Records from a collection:
┄┄┄┄┄┄

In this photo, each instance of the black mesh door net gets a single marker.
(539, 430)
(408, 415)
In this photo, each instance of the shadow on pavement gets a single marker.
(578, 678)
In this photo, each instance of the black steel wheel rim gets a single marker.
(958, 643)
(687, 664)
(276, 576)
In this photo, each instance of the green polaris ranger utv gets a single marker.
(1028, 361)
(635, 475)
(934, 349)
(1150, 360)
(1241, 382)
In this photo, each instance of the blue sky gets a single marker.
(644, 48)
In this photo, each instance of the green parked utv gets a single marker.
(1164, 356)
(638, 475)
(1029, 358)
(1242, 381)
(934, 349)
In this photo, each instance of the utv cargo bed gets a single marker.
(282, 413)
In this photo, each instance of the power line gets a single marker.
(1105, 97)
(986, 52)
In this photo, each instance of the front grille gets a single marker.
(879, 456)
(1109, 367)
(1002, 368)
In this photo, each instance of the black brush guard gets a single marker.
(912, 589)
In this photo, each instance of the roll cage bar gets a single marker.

┄┄┄┄┄┄

▸ **Direction**:
Give the rows above as a JSON list of strings, with one string for each line and blank lines omitted.

▸ **Solved exercise**:
[
  "In this photo, each instance of the black mesh door net gets a single marker.",
  "(539, 430)",
  "(408, 415)",
  "In this photo, each instance of the shadow on pavement gets a single marker.",
  "(578, 678)",
  "In this photo, each instance of the black steel wheel rim gets a single marker.",
  "(958, 643)",
  "(687, 664)",
  "(276, 576)",
  "In this photo, each instance of the green polaris ranger utv gets a single marker.",
  "(1028, 361)",
  "(635, 475)",
  "(934, 349)",
  "(1150, 360)",
  "(1241, 382)",
  "In this photo, each instance of the blue sky gets a single marker.",
  "(644, 48)",
  "In this photo, each instance of the green parked utv gets a single marker.",
  "(1164, 356)",
  "(638, 475)",
  "(1029, 358)",
  "(1242, 381)",
  "(934, 349)",
  "In this photo, each instance of the utv cargo bed gets a single marker.",
  "(282, 413)",
  "In this photo, each instance of the power line gets a single marker.",
  "(1105, 97)",
  "(986, 52)",
  "In this photo, each instance of the front grille gets a single marker.",
  "(879, 456)",
  "(1109, 367)",
  "(1002, 368)",
  "In this photo, each instance of the black brush guard gets a single marker.",
  "(912, 589)",
  "In this photo, each instance of the roll cage bar gets a single marker."
]